● **Records for this exercise**
┌──

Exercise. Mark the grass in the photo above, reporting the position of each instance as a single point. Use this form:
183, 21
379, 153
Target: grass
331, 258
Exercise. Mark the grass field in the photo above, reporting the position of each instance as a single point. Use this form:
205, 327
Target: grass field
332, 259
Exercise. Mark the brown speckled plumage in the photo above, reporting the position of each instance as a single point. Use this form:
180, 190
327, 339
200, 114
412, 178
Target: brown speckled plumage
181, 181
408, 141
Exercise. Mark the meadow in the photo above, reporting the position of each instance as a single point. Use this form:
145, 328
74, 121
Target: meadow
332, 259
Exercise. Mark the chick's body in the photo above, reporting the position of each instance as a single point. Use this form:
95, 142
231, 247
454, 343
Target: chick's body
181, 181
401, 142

└──
┌──

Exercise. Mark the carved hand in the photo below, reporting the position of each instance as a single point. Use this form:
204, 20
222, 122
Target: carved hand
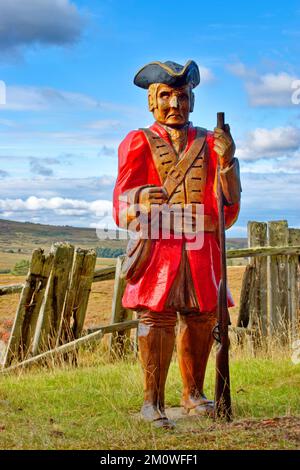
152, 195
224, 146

└──

● **What the task asks**
Go through the records above and report how many lines contain "photo". Write the number only.

● **Solution for this task**
6